### Zadania do wykonania
1. Wymień wszystkie przedmioty, które pojawiają się w tekście o udanym dniu w relacji z lekcji polskiego.
2. Kontynuuj tekst o udanym dniu, zaczynając po okrzyku „Ups!”.

Dzisiejszy dzień uważam za...
UDANY!
:)) Cóż może to i dlatego że spędzony
z moimi przyjaciółkami?
Nie no! Jak fajnie mieć kogoś na kim można polegać,
nie wtrącając w to rodzinę :)...
Hehe... z czym taki udany?
No więc zaczynając od tego
że uśmiałam się na widok 5-ciu osób
na pierwszej lekcji o 10.50
< którą miała poprowadzić pani ze świetlicy>.
Albo...
na lekcji polskiego chciałam wyciągnąć karteczkę z torby
< która była przed moimi nogami,
pod krzesłem Piterra > no i pani poprosiła Piterra o to
by znalazł coś tam w słowniku no i gdy chłopak
poszedł po słownik
ja sięgnęłam < bezmyślnie> po torbę...
I nagle! HUK! krzesło na ziemie,
a ja tylko;
-Ups!

### Ciąg wierszy
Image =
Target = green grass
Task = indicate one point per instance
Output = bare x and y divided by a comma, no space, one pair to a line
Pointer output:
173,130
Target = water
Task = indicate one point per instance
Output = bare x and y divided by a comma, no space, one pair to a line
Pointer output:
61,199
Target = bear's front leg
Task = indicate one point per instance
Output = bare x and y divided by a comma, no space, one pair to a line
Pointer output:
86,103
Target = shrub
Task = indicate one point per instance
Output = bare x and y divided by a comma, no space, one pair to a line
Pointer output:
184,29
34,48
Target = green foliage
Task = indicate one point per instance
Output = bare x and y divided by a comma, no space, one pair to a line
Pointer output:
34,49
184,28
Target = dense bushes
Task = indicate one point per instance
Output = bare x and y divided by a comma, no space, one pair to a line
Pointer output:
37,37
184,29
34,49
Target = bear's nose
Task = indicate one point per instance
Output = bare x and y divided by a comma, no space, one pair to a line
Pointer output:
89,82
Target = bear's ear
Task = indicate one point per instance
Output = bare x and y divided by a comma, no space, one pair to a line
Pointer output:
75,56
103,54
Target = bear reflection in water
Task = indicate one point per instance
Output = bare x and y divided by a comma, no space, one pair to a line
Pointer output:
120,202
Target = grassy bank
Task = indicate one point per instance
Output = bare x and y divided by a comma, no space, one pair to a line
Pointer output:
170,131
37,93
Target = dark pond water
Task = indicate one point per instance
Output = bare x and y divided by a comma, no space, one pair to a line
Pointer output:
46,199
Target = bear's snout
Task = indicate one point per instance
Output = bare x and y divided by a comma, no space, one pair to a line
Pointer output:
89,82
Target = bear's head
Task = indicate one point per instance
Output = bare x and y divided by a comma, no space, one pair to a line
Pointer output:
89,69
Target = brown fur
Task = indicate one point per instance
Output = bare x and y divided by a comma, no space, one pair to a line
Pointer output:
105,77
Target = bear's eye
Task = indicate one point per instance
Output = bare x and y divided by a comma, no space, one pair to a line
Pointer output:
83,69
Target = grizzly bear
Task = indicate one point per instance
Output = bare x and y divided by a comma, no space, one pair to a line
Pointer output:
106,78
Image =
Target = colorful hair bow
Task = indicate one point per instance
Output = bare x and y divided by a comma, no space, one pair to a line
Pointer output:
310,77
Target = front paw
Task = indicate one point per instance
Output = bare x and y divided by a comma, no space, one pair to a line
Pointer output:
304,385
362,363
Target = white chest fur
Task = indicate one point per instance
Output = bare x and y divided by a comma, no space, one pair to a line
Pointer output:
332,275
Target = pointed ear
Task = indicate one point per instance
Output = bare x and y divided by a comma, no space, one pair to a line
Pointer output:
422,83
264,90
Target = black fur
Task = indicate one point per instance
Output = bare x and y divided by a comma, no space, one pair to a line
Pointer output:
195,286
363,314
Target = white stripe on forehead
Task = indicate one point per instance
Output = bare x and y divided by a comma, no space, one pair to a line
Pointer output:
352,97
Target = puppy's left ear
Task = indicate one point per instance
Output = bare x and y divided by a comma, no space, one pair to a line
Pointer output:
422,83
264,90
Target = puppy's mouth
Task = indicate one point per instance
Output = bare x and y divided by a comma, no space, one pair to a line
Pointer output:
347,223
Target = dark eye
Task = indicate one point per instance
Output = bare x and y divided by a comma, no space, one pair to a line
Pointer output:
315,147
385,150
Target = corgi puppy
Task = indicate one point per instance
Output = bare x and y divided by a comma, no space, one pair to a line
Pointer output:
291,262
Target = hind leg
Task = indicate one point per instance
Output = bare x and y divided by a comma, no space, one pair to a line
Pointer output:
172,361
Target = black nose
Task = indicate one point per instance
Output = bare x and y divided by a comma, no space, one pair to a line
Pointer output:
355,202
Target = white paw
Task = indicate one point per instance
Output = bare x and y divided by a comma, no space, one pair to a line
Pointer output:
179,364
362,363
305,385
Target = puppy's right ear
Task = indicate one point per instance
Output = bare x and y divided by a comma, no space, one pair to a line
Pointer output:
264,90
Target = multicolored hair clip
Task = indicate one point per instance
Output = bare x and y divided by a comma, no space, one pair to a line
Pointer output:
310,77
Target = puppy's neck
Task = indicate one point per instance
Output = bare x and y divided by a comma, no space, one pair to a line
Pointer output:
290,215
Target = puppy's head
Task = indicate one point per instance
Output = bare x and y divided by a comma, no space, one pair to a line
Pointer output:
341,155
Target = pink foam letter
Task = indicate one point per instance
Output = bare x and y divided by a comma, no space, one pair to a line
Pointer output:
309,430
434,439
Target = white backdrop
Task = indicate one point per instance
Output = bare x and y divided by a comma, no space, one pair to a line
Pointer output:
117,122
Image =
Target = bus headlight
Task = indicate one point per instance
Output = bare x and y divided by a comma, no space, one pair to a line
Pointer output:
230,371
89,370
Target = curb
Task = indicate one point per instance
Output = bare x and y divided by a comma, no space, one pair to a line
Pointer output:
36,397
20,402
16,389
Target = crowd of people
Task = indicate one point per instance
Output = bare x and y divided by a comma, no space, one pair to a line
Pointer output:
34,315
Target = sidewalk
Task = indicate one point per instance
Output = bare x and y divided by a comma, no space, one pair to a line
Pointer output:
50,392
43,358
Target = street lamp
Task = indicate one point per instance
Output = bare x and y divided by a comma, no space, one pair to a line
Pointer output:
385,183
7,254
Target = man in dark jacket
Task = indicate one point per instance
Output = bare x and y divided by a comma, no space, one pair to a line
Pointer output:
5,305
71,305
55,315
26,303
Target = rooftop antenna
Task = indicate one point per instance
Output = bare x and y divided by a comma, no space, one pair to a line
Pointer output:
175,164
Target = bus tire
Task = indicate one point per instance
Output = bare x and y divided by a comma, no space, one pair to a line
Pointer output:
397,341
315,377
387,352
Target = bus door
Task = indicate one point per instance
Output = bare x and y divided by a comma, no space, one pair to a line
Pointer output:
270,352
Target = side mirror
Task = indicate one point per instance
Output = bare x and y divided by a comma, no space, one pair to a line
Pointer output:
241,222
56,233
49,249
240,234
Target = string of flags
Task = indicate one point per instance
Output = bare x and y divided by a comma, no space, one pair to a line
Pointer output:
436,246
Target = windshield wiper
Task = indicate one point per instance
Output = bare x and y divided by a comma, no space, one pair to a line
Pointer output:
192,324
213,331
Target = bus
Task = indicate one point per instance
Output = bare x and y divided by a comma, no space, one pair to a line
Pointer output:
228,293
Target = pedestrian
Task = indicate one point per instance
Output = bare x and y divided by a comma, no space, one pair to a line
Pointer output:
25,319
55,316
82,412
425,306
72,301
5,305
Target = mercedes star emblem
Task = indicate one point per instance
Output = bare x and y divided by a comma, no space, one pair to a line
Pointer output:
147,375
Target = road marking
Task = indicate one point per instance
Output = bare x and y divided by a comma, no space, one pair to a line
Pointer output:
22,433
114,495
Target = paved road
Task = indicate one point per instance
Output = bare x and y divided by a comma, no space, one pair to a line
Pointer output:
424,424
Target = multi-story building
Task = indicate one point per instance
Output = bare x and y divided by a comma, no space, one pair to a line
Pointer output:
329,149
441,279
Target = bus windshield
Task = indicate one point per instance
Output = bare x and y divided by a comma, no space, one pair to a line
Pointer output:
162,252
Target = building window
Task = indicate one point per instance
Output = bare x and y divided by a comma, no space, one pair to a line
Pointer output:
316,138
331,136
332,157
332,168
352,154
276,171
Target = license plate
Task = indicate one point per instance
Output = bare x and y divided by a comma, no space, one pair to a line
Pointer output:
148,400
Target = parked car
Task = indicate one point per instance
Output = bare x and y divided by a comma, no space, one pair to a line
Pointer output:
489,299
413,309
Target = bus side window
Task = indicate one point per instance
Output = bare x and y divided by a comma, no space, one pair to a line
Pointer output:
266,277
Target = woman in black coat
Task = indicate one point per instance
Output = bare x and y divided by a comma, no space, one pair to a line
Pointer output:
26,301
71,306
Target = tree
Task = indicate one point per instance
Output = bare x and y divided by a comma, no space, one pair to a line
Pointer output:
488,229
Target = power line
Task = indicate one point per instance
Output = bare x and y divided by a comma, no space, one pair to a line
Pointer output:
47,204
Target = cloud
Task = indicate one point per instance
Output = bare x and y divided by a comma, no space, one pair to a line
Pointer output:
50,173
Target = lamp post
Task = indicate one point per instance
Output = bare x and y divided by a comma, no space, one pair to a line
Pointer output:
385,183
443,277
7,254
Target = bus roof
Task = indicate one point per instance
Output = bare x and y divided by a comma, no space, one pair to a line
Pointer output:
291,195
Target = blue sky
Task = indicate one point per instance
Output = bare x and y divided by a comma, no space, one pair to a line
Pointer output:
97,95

### Odpowiedzi do zadań
1. karteczka, torba, krzesło, słownik

2.
;D no i się trochę pośmieli ;D
Też śmiać mi się chciało z tego
< bo co miesiąc w każdy 3 czwartek mamy spotkania w kościele ;
przygotowujące do bieżmowania, które mamy za 2 lata>
miesiąc temu ja wprowadziłam w błąd Agę < przyjaciółkę :)..>
że spotkanie jest 21 kwietnia - ominęło nas bo było 17
no i zaczęłam ja przekonywać księdza że dziś i wgl. ;D
No a dzisiaj poszłyśmy tydzień za wcześnie
;D ale tym razem Aga przekonywała
że się nie pomyliła ... :))
Ale było śmiechu jak ona przekonywała ;D
No ale ksiądz jak to powiedział
,, Lepiej za wcześnie niż za późno , jak miesiąc temu " ;D
.Miłego dnia !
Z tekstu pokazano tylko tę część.